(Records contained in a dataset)
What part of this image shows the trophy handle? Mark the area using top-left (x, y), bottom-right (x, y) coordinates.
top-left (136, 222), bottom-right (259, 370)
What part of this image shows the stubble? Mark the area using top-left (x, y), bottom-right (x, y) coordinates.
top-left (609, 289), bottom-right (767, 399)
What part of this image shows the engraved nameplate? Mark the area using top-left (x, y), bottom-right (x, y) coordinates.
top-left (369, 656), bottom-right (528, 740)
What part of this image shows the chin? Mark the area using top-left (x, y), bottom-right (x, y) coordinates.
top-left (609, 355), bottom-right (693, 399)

Assignment = Write out exactly those lines running from the line with "What part of this image shows the chin?" to the end of the data above, the first and last included.

Output for this exercise =
What part of this image shows the chin? Mark the area using top-left (x, y), bottom-right (x, y) coordinates.
top-left (609, 355), bottom-right (693, 399)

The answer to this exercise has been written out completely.